ЗАДАНИЕ 1:
Определите все строки записей, содержащие слово «leaf», и выпишите каждую из них целиком. Регистр букв имеет значение.

ФРАГМЕНТ ТЕКСТА:
--------------------

Для такого тотального воздействия на умы своих сограждан Вагнер решается на постройку особого театрального пространства. Когда Вагнер только задумывался о перестройке оперного жанра под собственные амбиции, он отчетливо понимал, что для достойного исполнения «Кольца Нибелунга» ему понадобится оперный зал, значительно отличающийся от всех существующих на тот момент в мире. С тех пор его главной мечтой становится собственный театр, где он мог бы реализовать все задуманное.
В 1871 году Рихард с женой Козимой прибывают в баварский город Байройт. Осмотрев имеющийся там один из самых больших театров, он все же приходит к выводу, что и здесь не все соответствует требованиям для постановки главного произведения его жизни. И вдруг Вагнеру поступает неожиданное и судьбоносное предложение: глава города выделяет землю под новый театр, а местный банкир соглашается частично финансировать строительство.
Байройтский театр Вагнера принял первых зрителей в августе 1876 года, когда состоялась премьера его монументальной оперы «Кольцо нибелунга». Внутреннее убранство театра настолько же отличается от общепринятых представлений, насколько новая опера Вагнера разрушает классические каноны. Здесь нет привычных неоклассических элементов декора в виде порталов, колонн, вычурных барельефов, и даже традиционной огромной люстры, так что зрительный зал выглядит довольно аскетично. Главная идея Вагнера заключалась в том, чтобы создать театр, где ничто не будет отвлекать зрителя от оперного искусства, от гипнотического воздействия на слушателя, когда он должен оказаться во власти «акустической мысли, мысли о начале всякого бытия». Психологически это было направлено на то, чтобы стереть у слушателя современное сознание и погрузить его в состояние транса, когда древние мифологические образы должны были начать всплывать на поверхность из глубин его коллективного бессознательного.

--------------------

ЗАДАНИЕ 2:
Когда, согласно фрагменту о театре Вагнера в Байройте, этот театр принял первых зрителей?

ПРЕДОСТАВЛЕННЫЕ МАТЕРИАЛЫ:
--------------------

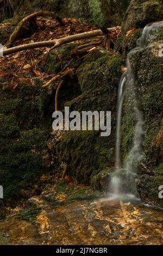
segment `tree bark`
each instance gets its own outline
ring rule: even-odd
[[[108,28],[108,31],[110,32],[115,31],[117,29],[121,29],[120,27],[116,27],[113,28]],[[22,51],[27,50],[34,49],[35,48],[41,48],[45,47],[53,47],[53,49],[58,47],[62,45],[68,44],[75,41],[80,40],[87,39],[94,36],[99,35],[103,35],[104,33],[101,29],[89,31],[87,32],[82,33],[80,34],[77,34],[76,35],[70,35],[59,39],[55,39],[49,41],[42,41],[41,42],[33,42],[31,44],[27,44],[18,46],[15,46],[12,48],[9,48],[4,50],[2,50],[2,54],[3,56],[9,55],[12,53],[16,53]],[[1,53],[2,55],[2,53]],[[1,52],[0,52],[1,56]]]
[[[18,25],[14,29],[14,31],[13,32],[13,33],[10,35],[9,40],[7,44],[7,46],[11,45],[15,42],[16,38],[17,36],[17,34],[21,29],[21,27],[23,25],[23,24],[24,24],[25,22],[26,22],[27,21],[30,21],[30,20],[32,20],[33,19],[34,19],[34,18],[36,18],[37,16],[49,16],[50,17],[52,17],[52,18],[57,20],[57,21],[58,21],[61,26],[64,26],[64,23],[62,20],[59,17],[57,17],[53,13],[51,13],[51,11],[35,11],[35,13],[32,14],[30,14],[27,17],[25,17],[18,23]]]

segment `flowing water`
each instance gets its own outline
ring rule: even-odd
[[[104,200],[49,205],[35,222],[15,216],[0,222],[10,245],[161,245],[162,230],[162,213]]]
[[[145,28],[140,47],[146,45],[155,26]],[[61,200],[55,204],[42,199],[41,195],[36,200],[39,213],[36,211],[34,214],[33,210],[27,214],[25,211],[25,215],[15,214],[0,222],[0,244],[1,235],[9,245],[163,244],[163,216],[158,210],[161,209],[143,205],[136,191],[137,170],[142,156],[143,116],[139,109],[136,81],[129,58],[127,66],[118,90],[116,158],[109,197],[96,201]],[[121,119],[123,103],[129,92],[136,122],[133,147],[122,164]]]
[[[128,54],[127,71],[123,74],[120,82],[117,102],[115,170],[112,175],[109,184],[111,200],[117,199],[133,200],[134,197],[136,200],[140,200],[136,181],[137,179],[137,168],[143,156],[142,145],[144,122],[143,113],[139,108],[139,97],[135,89],[137,81],[132,71],[130,56],[141,48],[147,46],[149,40],[153,36],[153,31],[160,25],[162,25],[162,22],[151,23],[145,27],[139,39],[139,47],[133,49]],[[129,96],[136,117],[136,124],[134,129],[133,147],[122,164],[121,159],[121,126],[123,103],[127,93],[130,94]],[[130,113],[127,114],[130,114]],[[126,185],[124,180],[126,180]]]

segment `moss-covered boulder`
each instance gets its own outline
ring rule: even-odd
[[[122,24],[123,34],[133,28],[142,28],[148,23],[162,19],[161,0],[131,0]]]
[[[16,199],[49,168],[47,131],[51,123],[46,106],[51,96],[39,83],[20,83],[14,89],[9,80],[1,79],[0,184],[6,201]]]
[[[109,137],[101,137],[98,131],[70,131],[63,136],[58,155],[79,182],[90,182],[105,165],[114,165],[116,97],[123,64],[120,54],[99,49],[91,52],[77,70],[82,94],[66,106],[71,111],[111,111],[112,129]]]
[[[131,50],[139,46],[139,39],[142,34],[142,29],[139,28],[128,36],[124,35],[118,38],[114,46],[114,52],[121,53],[124,58],[126,58],[128,53]]]

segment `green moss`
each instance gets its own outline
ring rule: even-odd
[[[47,166],[43,121],[48,101],[39,83],[19,84],[15,90],[9,83],[6,88],[0,88],[0,184],[5,201],[16,199]]]
[[[114,52],[120,52],[126,57],[128,53],[133,49],[138,46],[138,39],[142,32],[141,28],[139,28],[130,34],[128,36],[123,36],[119,38],[115,45]]]
[[[3,233],[0,232],[0,245],[8,245],[8,243],[9,240],[5,235]]]
[[[57,192],[64,193],[67,201],[95,199],[103,196],[103,193],[99,191],[92,190],[90,186],[78,187],[77,185],[70,185],[64,179],[61,180],[57,184]]]
[[[41,209],[36,207],[27,208],[18,213],[18,216],[21,220],[28,221],[34,224],[37,215],[40,212]]]
[[[158,168],[158,173],[163,176],[163,162],[160,163]]]
[[[106,137],[97,131],[70,131],[63,136],[58,154],[67,162],[68,172],[80,183],[89,183],[91,175],[106,164],[114,164],[116,96],[124,64],[120,54],[92,52],[77,71],[82,94],[66,106],[79,112],[111,111],[112,130]]]
[[[102,197],[103,193],[99,191],[93,191],[90,187],[84,187],[79,190],[74,191],[73,193],[67,197],[68,200],[92,199]]]
[[[13,18],[5,18],[3,21],[1,22],[2,23],[11,23],[12,21]]]
[[[159,28],[157,30],[155,34],[155,37],[156,38],[155,41],[163,40],[163,27]]]
[[[105,24],[105,19],[101,4],[99,0],[89,0],[89,7],[93,22],[98,26],[103,26]]]

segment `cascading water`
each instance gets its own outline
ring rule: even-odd
[[[143,115],[139,109],[139,100],[135,89],[137,81],[134,77],[129,59],[130,55],[148,45],[149,38],[152,36],[153,31],[160,24],[162,24],[162,22],[149,24],[145,27],[139,39],[139,47],[133,50],[128,56],[127,71],[123,74],[120,81],[117,102],[115,170],[109,184],[110,200],[139,200],[136,180],[137,168],[143,155]],[[136,122],[133,145],[122,164],[121,159],[121,126],[123,103],[128,93],[130,94],[130,103],[133,106]]]

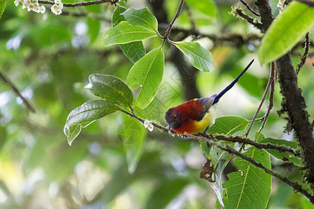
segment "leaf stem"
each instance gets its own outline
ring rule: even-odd
[[[178,9],[177,10],[177,13],[174,15],[174,17],[173,17],[170,24],[169,24],[168,28],[167,29],[167,30],[165,32],[164,41],[165,40],[167,40],[168,38],[169,35],[170,35],[171,29],[172,29],[173,24],[174,24],[174,22],[176,21],[177,18],[178,18],[179,15],[180,15],[181,10],[182,9],[184,3],[184,0],[180,0],[180,3],[179,3]]]
[[[255,140],[257,140],[257,139],[260,137],[260,134],[262,132],[262,130],[265,126],[266,122],[267,121],[268,117],[269,116],[269,113],[271,110],[271,108],[273,108],[274,106],[274,97],[275,94],[275,81],[276,81],[275,75],[276,75],[275,63],[272,61],[271,64],[271,73],[269,75],[269,82],[270,82],[271,84],[269,88],[269,99],[267,106],[267,111],[266,111],[265,114],[263,116],[262,119],[263,123],[262,123],[260,130],[257,132],[257,134],[255,137]]]
[[[268,80],[268,84],[267,84],[267,86],[266,86],[265,91],[264,92],[263,96],[262,96],[262,100],[261,100],[261,101],[260,102],[260,105],[258,106],[257,109],[256,110],[255,114],[254,115],[254,116],[253,116],[253,118],[252,119],[252,122],[251,123],[250,126],[248,126],[248,130],[246,131],[246,133],[245,134],[245,136],[246,137],[248,137],[248,134],[250,133],[250,131],[251,131],[251,130],[252,128],[252,126],[253,125],[253,123],[254,123],[254,122],[256,120],[256,117],[257,116],[257,114],[260,112],[260,109],[262,108],[262,106],[264,104],[264,102],[265,101],[266,96],[267,95],[267,92],[268,92],[268,91],[269,91],[269,88],[270,88],[271,84],[272,82],[272,79],[271,80],[271,77],[272,77],[272,75],[273,75],[272,72],[271,72],[271,70],[270,71],[271,72],[270,72],[270,75],[269,75],[269,79]],[[264,118],[262,119],[263,121],[264,120],[264,116],[264,116],[264,117],[263,117]]]

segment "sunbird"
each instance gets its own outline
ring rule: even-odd
[[[169,109],[165,115],[165,121],[168,125],[169,134],[171,130],[176,133],[190,134],[199,133],[215,123],[214,107],[219,99],[239,81],[239,79],[252,65],[252,60],[246,68],[227,87],[218,95],[214,94],[210,98],[196,98],[185,102],[177,107]],[[213,107],[214,106],[214,107]]]

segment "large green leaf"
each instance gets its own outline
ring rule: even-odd
[[[193,1],[186,0],[188,6],[201,12],[203,14],[209,15],[212,17],[216,17],[216,5],[214,1],[203,0],[203,1]]]
[[[291,49],[314,25],[314,8],[294,1],[268,29],[258,51],[261,65]]]
[[[163,79],[164,67],[161,49],[151,50],[132,67],[126,82],[130,86],[141,86],[136,106],[144,109],[153,100]]]
[[[283,139],[275,139],[272,138],[265,138],[260,141],[260,143],[264,144],[276,144],[279,146],[285,146],[287,147],[290,147],[292,148],[297,148],[298,147],[299,144],[296,141],[290,141]],[[296,157],[291,153],[280,153],[279,151],[274,149],[265,149],[265,150],[273,155],[274,157],[280,159],[283,161],[290,161],[293,162],[295,165],[299,167],[302,166],[302,164],[299,159]]]
[[[126,21],[122,21],[105,33],[105,46],[114,44],[124,44],[156,36],[155,32],[144,27],[134,26]]]
[[[211,53],[205,49],[197,42],[173,42],[179,49],[190,58],[192,64],[203,72],[211,72],[214,70]]]
[[[75,108],[68,115],[64,126],[63,132],[68,137],[68,143],[71,145],[82,127],[84,127],[118,109],[116,104],[105,100],[89,101]]]
[[[147,7],[142,9],[129,8],[123,13],[122,15],[133,25],[141,26],[157,33],[157,19]]]
[[[248,125],[248,121],[244,118],[239,116],[224,116],[217,118],[215,123],[212,125],[207,130],[207,133],[232,135],[238,131],[244,131]],[[216,166],[219,159],[223,151],[220,149],[208,146],[207,143],[204,141],[200,141],[202,152],[209,160],[211,160],[211,163]],[[230,144],[229,144],[230,145]],[[211,149],[213,149],[211,150]],[[213,153],[215,155],[213,155]],[[212,155],[213,156],[211,156]],[[214,159],[211,159],[214,157]]]
[[[260,139],[263,137],[262,134]],[[265,150],[251,147],[244,155],[271,169],[269,154]],[[227,174],[229,180],[223,185],[227,189],[225,208],[266,208],[271,176],[239,157],[234,164],[239,171]]]
[[[110,75],[92,74],[85,88],[96,96],[122,106],[130,106],[133,95],[120,79]]]
[[[120,22],[125,21],[124,16],[121,15],[126,11],[126,8],[123,6],[117,6],[112,15],[112,26],[115,26]],[[136,63],[140,59],[145,55],[146,52],[143,42],[141,40],[134,41],[129,43],[121,44],[120,48],[128,59]]]
[[[1,18],[2,14],[4,13],[6,8],[6,0],[0,0],[0,18]]]
[[[119,125],[117,134],[122,141],[128,171],[133,173],[143,153],[146,130],[144,125],[137,120],[124,115],[124,121]]]

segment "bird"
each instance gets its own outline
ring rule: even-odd
[[[172,130],[179,134],[186,133],[195,134],[207,129],[215,123],[215,105],[219,99],[239,81],[239,79],[252,65],[254,59],[244,70],[218,94],[214,94],[209,98],[195,98],[185,102],[177,107],[169,109],[165,115],[165,121],[168,126],[169,134]]]

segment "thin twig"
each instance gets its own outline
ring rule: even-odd
[[[129,112],[128,112],[128,111],[125,111],[124,109],[120,109],[120,111],[121,111],[122,112],[126,114],[127,115],[128,115],[130,117],[135,118],[135,119],[137,119],[140,122],[144,123],[144,119],[140,118],[140,117],[136,116],[134,113],[130,114],[130,113],[129,113]],[[156,124],[154,123],[151,123],[151,124],[154,126],[156,127],[157,128],[158,128],[159,130],[162,130],[163,132],[168,132],[167,129],[166,127],[162,126],[162,125]],[[173,130],[172,130],[172,132],[175,134],[175,132],[174,132]],[[257,162],[255,161],[254,160],[253,160],[252,158],[250,158],[250,157],[243,155],[242,153],[238,152],[235,149],[234,149],[234,148],[231,148],[231,147],[230,147],[228,146],[227,146],[226,147],[223,147],[223,146],[218,144],[216,142],[214,142],[214,141],[211,141],[209,138],[207,138],[207,137],[202,137],[202,136],[191,135],[191,134],[183,134],[181,136],[183,136],[183,137],[190,137],[191,139],[197,139],[197,140],[203,140],[203,141],[207,141],[207,143],[209,143],[210,144],[212,144],[213,146],[216,146],[217,148],[221,149],[222,150],[228,152],[230,154],[234,154],[234,155],[237,155],[238,157],[240,157],[241,158],[248,161],[248,162],[254,164],[255,166],[256,166],[256,167],[263,169],[266,173],[269,173],[269,174],[270,174],[270,175],[271,175],[271,176],[278,178],[279,180],[282,180],[283,182],[287,183],[287,185],[289,185],[290,186],[293,187],[296,191],[297,191],[297,192],[304,194],[312,202],[314,201],[314,196],[311,195],[306,190],[302,189],[302,187],[301,185],[298,185],[296,183],[290,181],[287,178],[286,178],[285,176],[283,176],[280,175],[279,173],[277,173],[274,172],[274,171],[272,171],[272,170],[265,167],[262,164],[261,164],[260,162]],[[212,135],[212,134],[211,134],[211,136],[214,137],[215,138],[217,138],[217,137],[218,137],[218,136],[214,136],[214,135]],[[219,138],[219,137],[218,137],[218,138]],[[250,143],[250,144],[253,145],[253,146],[256,146],[257,144],[258,144],[258,143],[256,142],[256,141],[253,142],[253,141],[251,141],[251,140],[250,141],[246,141],[246,139],[244,139],[243,142],[244,143],[248,142],[248,143]],[[262,145],[262,144],[258,144],[258,146],[264,146],[265,145],[264,144]],[[275,146],[275,145],[266,144],[266,146],[267,146],[267,148],[274,148],[276,150],[278,150],[277,146]],[[289,153],[291,153],[291,151],[292,151],[291,150],[289,149],[289,148],[286,148],[286,147],[283,147],[283,146],[281,147],[281,149],[283,148],[284,149],[287,149],[287,150],[289,150],[289,151],[288,151]],[[293,152],[293,153],[294,153],[294,152]],[[294,155],[296,155],[296,153],[294,153]]]
[[[171,21],[170,24],[169,24],[168,28],[167,29],[164,38],[165,40],[167,40],[168,38],[169,35],[170,35],[171,29],[172,29],[173,24],[174,24],[174,22],[176,22],[177,18],[178,18],[179,15],[180,15],[181,10],[182,9],[183,4],[184,3],[184,0],[180,0],[180,3],[179,3],[178,9],[177,10],[177,13],[174,15],[174,17],[173,17],[172,20]]]
[[[133,117],[135,119],[137,119],[137,121],[139,121],[140,122],[141,122],[142,123],[144,123],[144,120],[140,118],[139,116],[137,116],[133,111],[133,109],[130,108],[132,113],[129,113],[127,111],[125,111],[122,109],[120,109],[120,111],[124,112],[124,114],[128,115],[130,117]],[[159,129],[160,131],[164,132],[168,132],[168,129],[165,127],[163,127],[163,125],[158,125],[156,123],[151,123],[151,124],[157,127],[158,129]],[[172,130],[172,133],[174,134],[178,134],[176,132],[174,132]],[[180,135],[180,134],[178,134]],[[184,135],[181,135],[181,136],[184,136]],[[276,144],[262,144],[262,143],[259,143],[257,141],[254,141],[252,140],[250,140],[248,139],[244,139],[241,138],[239,136],[228,136],[228,137],[225,137],[223,135],[216,135],[216,134],[208,134],[208,139],[209,139],[209,137],[211,138],[214,138],[216,140],[218,141],[232,141],[232,142],[239,142],[239,143],[241,143],[244,144],[250,144],[252,146],[254,146],[255,147],[256,147],[257,148],[259,149],[274,149],[274,150],[276,150],[281,153],[292,153],[294,155],[295,155],[296,157],[299,157],[300,155],[300,154],[297,152],[296,152],[294,149],[287,147],[287,146],[279,146],[279,145],[276,145]],[[203,136],[203,137],[205,137]]]
[[[217,143],[214,142],[214,141],[211,141],[204,137],[195,136],[195,135],[191,135],[191,134],[186,134],[186,136],[190,137],[192,139],[194,139],[203,140],[213,146],[215,146],[216,147],[220,148],[222,150],[226,151],[230,154],[234,154],[238,157],[240,157],[241,158],[248,161],[248,162],[253,164],[253,165],[263,169],[265,171],[265,173],[267,173],[277,178],[278,179],[282,180],[283,182],[287,183],[290,187],[294,188],[295,189],[295,191],[299,192],[300,193],[304,194],[307,198],[308,198],[311,200],[311,202],[314,202],[314,196],[309,194],[306,189],[302,189],[301,185],[300,185],[296,183],[292,182],[287,178],[283,176],[280,175],[279,173],[276,173],[274,171],[265,167],[262,163],[255,161],[253,159],[244,155],[244,154],[238,152],[235,149],[230,147],[229,146],[223,147],[223,146],[218,144]]]
[[[262,132],[262,130],[264,128],[264,127],[266,125],[266,122],[267,121],[268,117],[269,116],[270,111],[271,110],[271,108],[273,108],[274,105],[274,97],[275,94],[275,75],[276,75],[276,68],[275,68],[275,62],[272,61],[271,63],[271,73],[269,75],[269,81],[271,82],[270,88],[269,88],[269,103],[267,106],[267,111],[266,111],[265,114],[263,117],[263,123],[262,123],[262,125],[260,127],[260,130],[257,131],[257,135],[256,137],[256,140],[260,137],[260,134]]]
[[[304,65],[306,61],[306,58],[308,54],[308,51],[310,49],[310,40],[308,37],[308,33],[306,33],[304,40],[304,52],[300,56],[300,63],[297,65],[297,69],[295,70],[297,75],[300,72],[301,68]]]
[[[311,0],[295,0],[295,1],[306,4],[310,7],[314,7],[314,1],[313,1]]]
[[[258,22],[258,21],[256,19],[254,19],[247,15],[246,15],[241,9],[239,8],[235,8],[232,10],[232,11],[231,12],[232,15],[238,15],[241,17],[242,17],[243,19],[244,19],[245,20],[246,20],[248,23],[251,24],[252,25],[253,25],[254,26],[255,26],[257,29],[262,31],[262,24]]]
[[[292,153],[296,157],[299,157],[300,153],[298,152],[296,152],[293,148],[283,146],[278,146],[276,144],[262,144],[259,143],[255,141],[253,141],[248,139],[244,139],[239,136],[224,136],[224,135],[216,135],[213,134],[208,134],[209,138],[215,139],[218,141],[232,141],[232,142],[238,142],[244,144],[250,144],[255,147],[256,147],[258,149],[272,149],[272,150],[276,150],[279,151],[280,153]],[[204,136],[203,136],[204,137]],[[207,137],[206,137],[207,138]]]
[[[0,79],[6,85],[8,85],[10,88],[11,88],[12,91],[13,91],[17,96],[19,96],[22,100],[23,101],[23,103],[25,104],[25,106],[33,113],[35,113],[35,109],[31,106],[31,104],[27,102],[27,100],[22,95],[22,94],[20,93],[20,91],[17,90],[17,88],[15,87],[15,86],[10,82],[8,79],[6,78],[6,77],[0,72]]]
[[[251,8],[250,7],[250,6],[249,6],[246,1],[244,1],[244,0],[240,0],[240,1],[241,1],[243,4],[244,4],[244,6],[246,6],[246,8],[248,8],[248,10],[249,10],[252,13],[253,13],[253,14],[255,15],[256,16],[260,17],[260,14],[257,13],[257,12],[255,12],[255,10],[253,10],[253,9]]]
[[[119,1],[119,0],[96,0],[96,1],[82,1],[82,2],[76,2],[76,3],[63,3],[64,7],[77,7],[77,6],[87,6],[89,5],[97,5],[101,4],[104,3],[111,3],[111,4],[116,3]],[[44,4],[50,4],[54,5],[54,1],[44,1],[44,0],[38,0],[39,3]]]
[[[245,134],[245,136],[246,137],[248,137],[248,134],[250,133],[251,129],[252,128],[252,126],[253,125],[253,123],[255,121],[256,117],[257,117],[257,114],[260,112],[260,110],[262,108],[262,106],[263,105],[264,102],[265,101],[266,96],[267,95],[268,90],[269,89],[269,87],[270,87],[271,82],[272,82],[271,80],[271,77],[272,75],[271,70],[270,71],[271,71],[271,72],[269,75],[269,79],[268,80],[268,84],[267,84],[267,86],[266,86],[265,91],[264,91],[263,97],[262,98],[262,100],[260,100],[260,105],[258,105],[258,107],[257,107],[257,109],[256,110],[255,114],[254,115],[254,116],[252,119],[252,122],[251,122],[251,124],[248,126],[248,130],[246,131],[246,133]]]

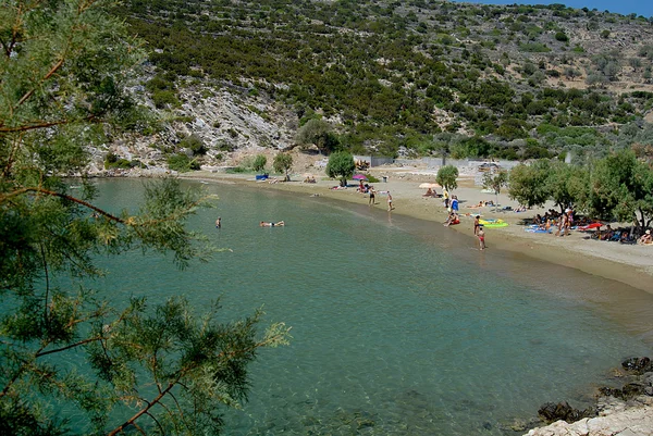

--------------------

ОЖИДАЕМЫЙ ОТВЕТ 1:
segment "leaf stem"
segment "large green leaf"

ОЖИДАЕМЫЙ ОТВЕТ 2:
В августе 1876 года.